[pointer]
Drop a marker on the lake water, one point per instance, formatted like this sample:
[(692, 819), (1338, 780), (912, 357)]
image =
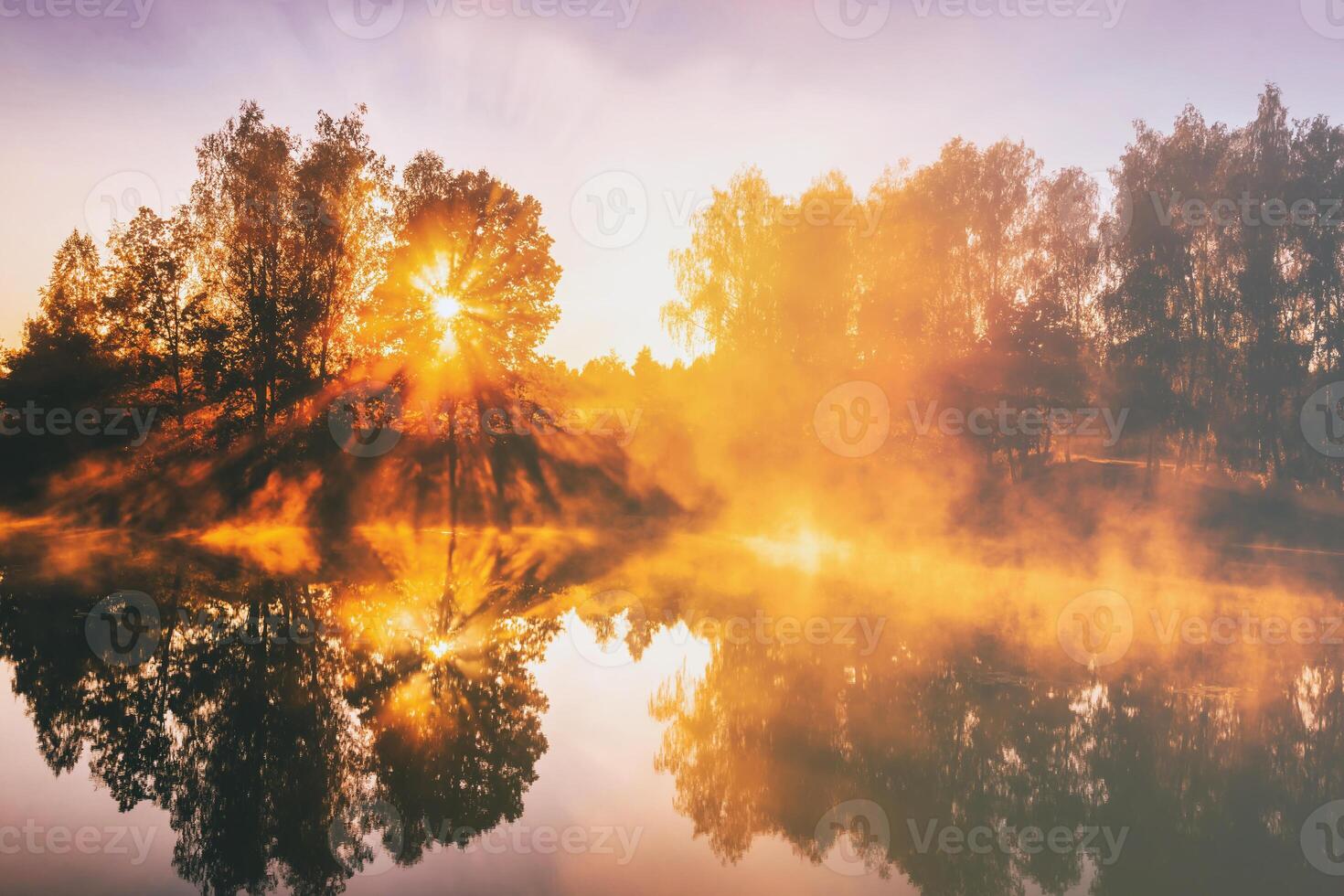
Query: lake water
[(709, 713)]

Goal of the exercise
Return the material exactly as given, apart from the pictures.

Final result
[pointer]
Drop a marker on the lake water, one point per instance, formatted like this sample:
[(692, 819), (1338, 780), (912, 357)]
image =
Query: lake water
[(709, 713)]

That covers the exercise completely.